Dataset excerpt
◇ ◇ ◇ ◇ ◇
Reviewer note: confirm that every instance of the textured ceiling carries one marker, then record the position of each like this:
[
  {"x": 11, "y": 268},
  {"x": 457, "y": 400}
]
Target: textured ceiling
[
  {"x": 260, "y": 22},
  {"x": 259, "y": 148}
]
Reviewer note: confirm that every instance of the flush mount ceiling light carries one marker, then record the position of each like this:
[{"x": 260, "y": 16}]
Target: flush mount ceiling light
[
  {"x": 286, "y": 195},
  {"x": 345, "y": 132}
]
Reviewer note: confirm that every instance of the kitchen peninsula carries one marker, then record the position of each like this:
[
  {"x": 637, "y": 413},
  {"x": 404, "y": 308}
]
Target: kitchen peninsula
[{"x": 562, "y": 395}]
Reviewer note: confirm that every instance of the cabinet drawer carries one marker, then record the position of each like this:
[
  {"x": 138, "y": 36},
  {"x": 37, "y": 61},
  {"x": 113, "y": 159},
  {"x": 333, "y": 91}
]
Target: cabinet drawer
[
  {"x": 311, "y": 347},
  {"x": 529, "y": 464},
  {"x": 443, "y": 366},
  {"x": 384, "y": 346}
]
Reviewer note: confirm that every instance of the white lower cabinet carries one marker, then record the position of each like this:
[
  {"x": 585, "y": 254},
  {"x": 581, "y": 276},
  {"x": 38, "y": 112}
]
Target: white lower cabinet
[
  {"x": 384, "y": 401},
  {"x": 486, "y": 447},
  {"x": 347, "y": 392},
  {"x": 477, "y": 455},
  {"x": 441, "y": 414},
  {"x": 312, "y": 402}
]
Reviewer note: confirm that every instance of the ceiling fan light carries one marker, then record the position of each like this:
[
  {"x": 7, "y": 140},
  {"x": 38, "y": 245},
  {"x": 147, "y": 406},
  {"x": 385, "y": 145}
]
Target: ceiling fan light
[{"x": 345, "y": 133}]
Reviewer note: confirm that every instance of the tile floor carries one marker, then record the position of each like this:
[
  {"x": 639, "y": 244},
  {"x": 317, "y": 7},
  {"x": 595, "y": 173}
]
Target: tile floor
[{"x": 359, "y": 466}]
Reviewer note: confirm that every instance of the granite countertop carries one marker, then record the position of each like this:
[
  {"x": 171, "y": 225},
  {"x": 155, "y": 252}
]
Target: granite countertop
◇ ◇ ◇ ◇ ◇
## Short problem
Retype every item above word for word, keeping each line in its original order.

## Result of this task
Reviewer note: confirm that every instance of the textured ceiling carries one marker, then record the position of each like this:
[
  {"x": 11, "y": 268},
  {"x": 457, "y": 400}
]
Target: textured ceiling
[
  {"x": 260, "y": 22},
  {"x": 259, "y": 148}
]
Reviewer note: confirm that every instance of the flush mount ceiling light carries one marker, then record the position of each like this:
[{"x": 260, "y": 16}]
Target: flush mount ceiling light
[
  {"x": 286, "y": 195},
  {"x": 345, "y": 132}
]
Reviewer note: confirm that every instance of the kitchen peninsula carries one marker, then record the position of each like this:
[
  {"x": 637, "y": 413},
  {"x": 404, "y": 308}
]
Target: kitchen peninsula
[{"x": 562, "y": 395}]
Reviewer note: confirm that every instance of the cabinet drawer carries one marker, then record the position of each like this:
[
  {"x": 138, "y": 36},
  {"x": 37, "y": 61},
  {"x": 113, "y": 159},
  {"x": 333, "y": 91}
]
Target: cabinet drawer
[
  {"x": 311, "y": 347},
  {"x": 529, "y": 464},
  {"x": 443, "y": 366},
  {"x": 384, "y": 346}
]
Reviewer note: confirm that every instance of the white lower cabinet carries one marker, then record the position of each like this:
[
  {"x": 585, "y": 254},
  {"x": 581, "y": 276},
  {"x": 38, "y": 112}
]
Target: white lower cabinet
[
  {"x": 384, "y": 401},
  {"x": 486, "y": 447},
  {"x": 347, "y": 392},
  {"x": 477, "y": 455},
  {"x": 441, "y": 414},
  {"x": 312, "y": 402}
]
Reviewer note: confirm that every instance of the ceiling fan light carries one marker, then record the position of each like this:
[
  {"x": 7, "y": 140},
  {"x": 38, "y": 245},
  {"x": 147, "y": 406},
  {"x": 385, "y": 145}
]
Target: ceiling fan light
[{"x": 345, "y": 133}]
Reviewer note: confirm that every instance of the tile floor carries one marker, then record the position of each like this:
[
  {"x": 639, "y": 244},
  {"x": 317, "y": 7},
  {"x": 595, "y": 173}
]
Target: tile floor
[{"x": 359, "y": 466}]
Reviewer note: confirm that every instance of the granite countertop carries one marker, then record the position of each like this:
[
  {"x": 171, "y": 225},
  {"x": 155, "y": 252}
]
Target: granite countertop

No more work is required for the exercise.